## Data records
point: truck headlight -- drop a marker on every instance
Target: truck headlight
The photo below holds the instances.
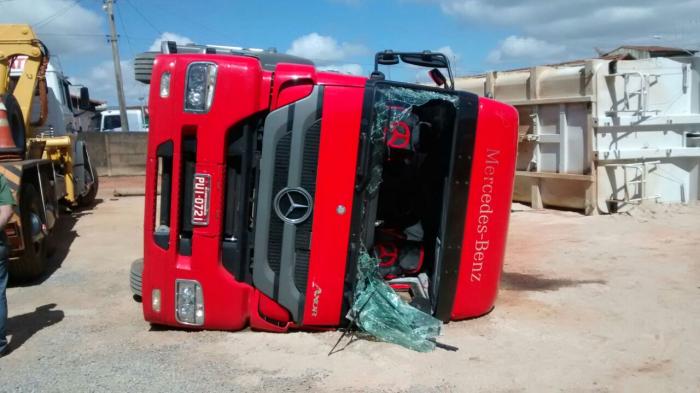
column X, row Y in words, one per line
column 189, row 303
column 155, row 300
column 165, row 85
column 199, row 89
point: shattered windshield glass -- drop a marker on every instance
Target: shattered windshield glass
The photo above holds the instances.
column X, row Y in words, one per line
column 393, row 104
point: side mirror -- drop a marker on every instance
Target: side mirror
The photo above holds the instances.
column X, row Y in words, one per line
column 84, row 103
column 387, row 58
column 437, row 77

## Your goal
Look back over the records above. Reproduce exactly everything from the line with "Target: truck headlight" down to the line with "Target: shattered windshield glass", inclusive, and leave the pictures out.

## Finished task
Target: truck headlight
The photo below holds the instances.
column X, row Y in words, one per line
column 189, row 303
column 155, row 300
column 165, row 85
column 199, row 89
point: shattered windshield glass -- drop a marker on every instance
Target: shattered windshield glass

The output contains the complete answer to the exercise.